» **GIVEN EXERCISE**:
Reproduce only the lines from the one containing "trace the outline of every instance of the shadow" through the one containing "88 L 118 88", inclusive, swapping "top-left corner" for "upper-left corner" and leaving everything else unchanged.

-- -- --

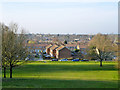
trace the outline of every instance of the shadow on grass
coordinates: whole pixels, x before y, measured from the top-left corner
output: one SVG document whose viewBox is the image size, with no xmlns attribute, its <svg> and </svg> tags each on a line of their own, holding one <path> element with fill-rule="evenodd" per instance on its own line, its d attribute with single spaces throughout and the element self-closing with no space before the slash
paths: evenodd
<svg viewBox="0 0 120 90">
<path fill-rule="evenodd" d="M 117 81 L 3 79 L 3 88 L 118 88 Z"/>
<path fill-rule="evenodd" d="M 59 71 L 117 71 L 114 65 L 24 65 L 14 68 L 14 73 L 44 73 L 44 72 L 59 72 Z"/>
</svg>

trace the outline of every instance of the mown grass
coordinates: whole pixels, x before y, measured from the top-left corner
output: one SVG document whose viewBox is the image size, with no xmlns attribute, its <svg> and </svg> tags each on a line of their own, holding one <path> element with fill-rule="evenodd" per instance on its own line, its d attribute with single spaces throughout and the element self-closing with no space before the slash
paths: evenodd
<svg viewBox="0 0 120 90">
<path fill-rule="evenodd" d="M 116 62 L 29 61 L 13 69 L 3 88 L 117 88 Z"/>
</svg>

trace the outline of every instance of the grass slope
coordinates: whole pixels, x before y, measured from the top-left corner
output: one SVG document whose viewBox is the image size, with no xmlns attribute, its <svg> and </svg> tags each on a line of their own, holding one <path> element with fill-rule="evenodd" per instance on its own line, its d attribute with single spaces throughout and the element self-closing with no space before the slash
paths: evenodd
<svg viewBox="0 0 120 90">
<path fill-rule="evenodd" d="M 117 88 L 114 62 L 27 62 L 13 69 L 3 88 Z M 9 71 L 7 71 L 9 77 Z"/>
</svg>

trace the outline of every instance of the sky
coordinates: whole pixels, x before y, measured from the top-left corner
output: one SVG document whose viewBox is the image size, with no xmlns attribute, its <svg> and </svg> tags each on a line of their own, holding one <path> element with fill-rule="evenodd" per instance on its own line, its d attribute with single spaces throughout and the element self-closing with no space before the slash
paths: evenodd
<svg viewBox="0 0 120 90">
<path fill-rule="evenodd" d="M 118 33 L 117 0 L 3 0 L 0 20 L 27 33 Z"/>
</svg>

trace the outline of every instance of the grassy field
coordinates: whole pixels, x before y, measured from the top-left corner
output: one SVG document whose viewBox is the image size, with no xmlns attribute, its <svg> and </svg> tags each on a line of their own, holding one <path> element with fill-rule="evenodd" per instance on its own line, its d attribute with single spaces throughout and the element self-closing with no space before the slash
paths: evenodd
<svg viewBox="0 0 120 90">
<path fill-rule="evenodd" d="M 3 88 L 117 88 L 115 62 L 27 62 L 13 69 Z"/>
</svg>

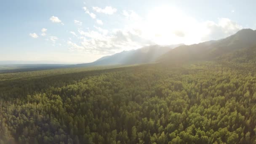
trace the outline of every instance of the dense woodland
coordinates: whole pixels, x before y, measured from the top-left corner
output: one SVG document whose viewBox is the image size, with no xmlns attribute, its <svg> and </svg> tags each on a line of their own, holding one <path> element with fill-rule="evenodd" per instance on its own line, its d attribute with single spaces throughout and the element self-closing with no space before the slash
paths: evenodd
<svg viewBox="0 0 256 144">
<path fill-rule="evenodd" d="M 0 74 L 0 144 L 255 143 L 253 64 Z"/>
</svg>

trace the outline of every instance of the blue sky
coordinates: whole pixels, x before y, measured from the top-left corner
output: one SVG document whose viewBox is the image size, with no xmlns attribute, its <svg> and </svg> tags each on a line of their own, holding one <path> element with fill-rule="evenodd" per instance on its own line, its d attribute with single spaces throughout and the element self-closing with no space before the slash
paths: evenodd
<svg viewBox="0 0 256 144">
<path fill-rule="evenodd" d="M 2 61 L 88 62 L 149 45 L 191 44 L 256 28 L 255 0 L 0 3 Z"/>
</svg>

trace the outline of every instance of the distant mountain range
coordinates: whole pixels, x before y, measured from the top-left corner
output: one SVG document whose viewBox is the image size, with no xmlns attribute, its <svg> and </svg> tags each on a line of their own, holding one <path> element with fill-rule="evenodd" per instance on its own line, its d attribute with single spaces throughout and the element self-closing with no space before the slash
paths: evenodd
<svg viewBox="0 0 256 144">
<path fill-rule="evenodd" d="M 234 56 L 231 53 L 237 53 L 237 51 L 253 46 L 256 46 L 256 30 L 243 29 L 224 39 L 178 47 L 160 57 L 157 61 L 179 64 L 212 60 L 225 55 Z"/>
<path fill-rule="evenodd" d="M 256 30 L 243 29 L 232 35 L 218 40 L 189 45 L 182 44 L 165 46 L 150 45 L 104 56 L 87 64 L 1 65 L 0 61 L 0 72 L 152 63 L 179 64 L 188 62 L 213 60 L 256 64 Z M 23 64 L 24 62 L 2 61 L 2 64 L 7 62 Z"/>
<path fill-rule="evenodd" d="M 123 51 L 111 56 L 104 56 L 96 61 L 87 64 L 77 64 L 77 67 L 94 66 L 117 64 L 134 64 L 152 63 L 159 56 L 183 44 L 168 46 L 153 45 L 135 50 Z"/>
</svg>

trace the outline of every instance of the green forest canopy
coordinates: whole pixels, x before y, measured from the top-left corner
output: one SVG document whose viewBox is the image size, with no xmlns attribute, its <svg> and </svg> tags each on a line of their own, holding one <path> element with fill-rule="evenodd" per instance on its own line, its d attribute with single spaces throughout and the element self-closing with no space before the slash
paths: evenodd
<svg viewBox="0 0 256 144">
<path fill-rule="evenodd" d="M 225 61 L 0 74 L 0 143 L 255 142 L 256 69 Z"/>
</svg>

-- -- --

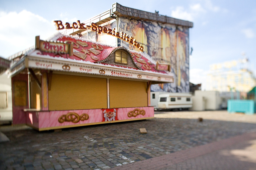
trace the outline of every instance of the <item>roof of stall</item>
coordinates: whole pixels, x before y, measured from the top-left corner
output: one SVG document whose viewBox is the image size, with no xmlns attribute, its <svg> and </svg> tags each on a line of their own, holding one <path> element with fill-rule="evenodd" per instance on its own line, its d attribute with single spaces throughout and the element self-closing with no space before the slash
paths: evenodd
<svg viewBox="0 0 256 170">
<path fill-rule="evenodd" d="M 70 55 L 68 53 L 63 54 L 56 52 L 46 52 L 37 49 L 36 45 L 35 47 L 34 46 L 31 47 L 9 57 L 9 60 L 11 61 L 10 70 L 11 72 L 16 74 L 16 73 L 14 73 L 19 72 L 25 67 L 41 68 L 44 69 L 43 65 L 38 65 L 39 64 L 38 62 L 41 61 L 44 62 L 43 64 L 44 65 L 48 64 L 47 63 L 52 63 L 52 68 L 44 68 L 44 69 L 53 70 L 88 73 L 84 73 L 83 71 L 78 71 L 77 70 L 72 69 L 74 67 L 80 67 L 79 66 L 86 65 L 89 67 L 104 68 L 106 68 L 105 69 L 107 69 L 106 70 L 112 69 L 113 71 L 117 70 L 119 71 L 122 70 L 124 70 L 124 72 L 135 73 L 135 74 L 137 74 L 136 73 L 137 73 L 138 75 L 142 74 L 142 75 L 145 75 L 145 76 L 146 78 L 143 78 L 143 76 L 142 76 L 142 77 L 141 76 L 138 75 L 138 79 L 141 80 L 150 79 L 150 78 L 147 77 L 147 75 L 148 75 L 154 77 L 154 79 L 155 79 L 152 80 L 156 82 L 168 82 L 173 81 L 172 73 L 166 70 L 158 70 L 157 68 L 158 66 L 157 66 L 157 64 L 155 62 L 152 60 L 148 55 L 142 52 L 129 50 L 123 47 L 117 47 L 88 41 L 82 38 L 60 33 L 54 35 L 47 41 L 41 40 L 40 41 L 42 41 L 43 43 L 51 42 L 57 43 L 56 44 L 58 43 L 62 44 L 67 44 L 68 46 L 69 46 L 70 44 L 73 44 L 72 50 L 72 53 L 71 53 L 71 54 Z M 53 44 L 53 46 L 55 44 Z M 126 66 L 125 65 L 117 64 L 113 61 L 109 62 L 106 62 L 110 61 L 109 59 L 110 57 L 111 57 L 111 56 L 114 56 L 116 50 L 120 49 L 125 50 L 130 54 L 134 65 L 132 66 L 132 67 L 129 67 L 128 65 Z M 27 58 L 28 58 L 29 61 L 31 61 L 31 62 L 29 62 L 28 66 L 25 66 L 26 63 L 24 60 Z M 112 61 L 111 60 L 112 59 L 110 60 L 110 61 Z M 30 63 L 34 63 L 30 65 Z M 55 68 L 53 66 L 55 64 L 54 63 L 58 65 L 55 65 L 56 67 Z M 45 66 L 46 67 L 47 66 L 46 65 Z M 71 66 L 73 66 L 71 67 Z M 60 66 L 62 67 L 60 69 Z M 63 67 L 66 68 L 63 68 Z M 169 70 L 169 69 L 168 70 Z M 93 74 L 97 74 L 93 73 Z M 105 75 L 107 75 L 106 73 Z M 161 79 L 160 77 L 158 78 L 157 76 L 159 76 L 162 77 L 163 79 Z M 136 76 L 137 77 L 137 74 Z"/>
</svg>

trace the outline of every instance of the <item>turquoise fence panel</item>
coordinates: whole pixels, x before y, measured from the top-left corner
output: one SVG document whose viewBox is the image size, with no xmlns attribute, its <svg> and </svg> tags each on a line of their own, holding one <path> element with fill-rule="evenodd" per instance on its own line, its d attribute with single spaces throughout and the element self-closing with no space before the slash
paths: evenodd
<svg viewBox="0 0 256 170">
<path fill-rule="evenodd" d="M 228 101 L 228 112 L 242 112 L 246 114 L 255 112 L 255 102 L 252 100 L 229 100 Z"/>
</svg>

-- -- --

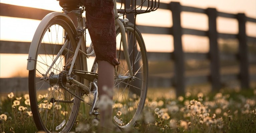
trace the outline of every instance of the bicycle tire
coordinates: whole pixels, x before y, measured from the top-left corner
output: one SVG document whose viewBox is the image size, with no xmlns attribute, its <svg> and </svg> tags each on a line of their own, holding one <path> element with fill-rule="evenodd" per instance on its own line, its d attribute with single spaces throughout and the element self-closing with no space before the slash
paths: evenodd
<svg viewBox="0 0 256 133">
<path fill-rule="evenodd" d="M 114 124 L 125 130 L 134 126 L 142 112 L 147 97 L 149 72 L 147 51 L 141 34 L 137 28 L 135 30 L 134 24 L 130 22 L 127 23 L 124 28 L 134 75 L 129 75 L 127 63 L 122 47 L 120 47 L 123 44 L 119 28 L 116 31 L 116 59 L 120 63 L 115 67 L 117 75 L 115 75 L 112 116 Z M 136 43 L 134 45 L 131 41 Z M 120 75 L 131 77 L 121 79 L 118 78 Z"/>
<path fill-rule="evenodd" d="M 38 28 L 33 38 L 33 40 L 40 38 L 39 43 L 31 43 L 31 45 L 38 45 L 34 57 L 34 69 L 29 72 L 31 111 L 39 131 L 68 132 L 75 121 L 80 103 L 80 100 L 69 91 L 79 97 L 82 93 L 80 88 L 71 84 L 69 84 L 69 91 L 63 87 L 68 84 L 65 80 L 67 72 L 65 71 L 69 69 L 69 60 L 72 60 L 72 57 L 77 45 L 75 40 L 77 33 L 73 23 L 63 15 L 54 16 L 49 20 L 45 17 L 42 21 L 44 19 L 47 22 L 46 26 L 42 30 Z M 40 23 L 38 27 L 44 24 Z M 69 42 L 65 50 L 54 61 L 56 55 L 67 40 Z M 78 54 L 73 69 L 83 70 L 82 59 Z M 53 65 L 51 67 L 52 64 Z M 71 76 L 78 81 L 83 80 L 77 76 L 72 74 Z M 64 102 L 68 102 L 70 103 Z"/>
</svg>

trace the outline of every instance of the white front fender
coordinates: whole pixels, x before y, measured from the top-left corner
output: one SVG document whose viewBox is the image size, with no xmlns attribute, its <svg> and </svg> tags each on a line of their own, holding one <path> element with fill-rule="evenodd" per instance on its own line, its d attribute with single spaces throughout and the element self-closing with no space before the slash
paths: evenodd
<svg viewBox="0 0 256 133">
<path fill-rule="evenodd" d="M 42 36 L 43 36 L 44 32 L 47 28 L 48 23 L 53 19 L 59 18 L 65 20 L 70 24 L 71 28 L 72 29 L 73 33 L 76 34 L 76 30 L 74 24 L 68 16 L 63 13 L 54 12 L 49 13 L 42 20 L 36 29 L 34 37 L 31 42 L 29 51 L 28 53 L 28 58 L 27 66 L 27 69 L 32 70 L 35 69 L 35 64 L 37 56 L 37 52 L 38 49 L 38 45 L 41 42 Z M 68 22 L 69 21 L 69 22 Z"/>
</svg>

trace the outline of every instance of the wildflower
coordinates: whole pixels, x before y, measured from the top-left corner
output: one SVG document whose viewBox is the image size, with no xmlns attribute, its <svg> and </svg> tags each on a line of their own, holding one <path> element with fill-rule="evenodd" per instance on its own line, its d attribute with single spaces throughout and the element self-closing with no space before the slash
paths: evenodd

-- -- --

» **WORKED SOLUTION**:
trace the outline of every instance of the shadow on grass
coordinates: whole pixels, x before y, measured from the upper-left corner
output: one SVG document whose viewBox is the image size, with no xmlns attribute, its <svg> and </svg> tags each on a line of their own, holding one <path> element with fill-rule="evenodd" per instance on its own line, its d attribute with single spaces throughout and the element self-closing with no space before the slash
paths: evenodd
<svg viewBox="0 0 120 90">
<path fill-rule="evenodd" d="M 117 81 L 3 79 L 3 88 L 118 88 Z"/>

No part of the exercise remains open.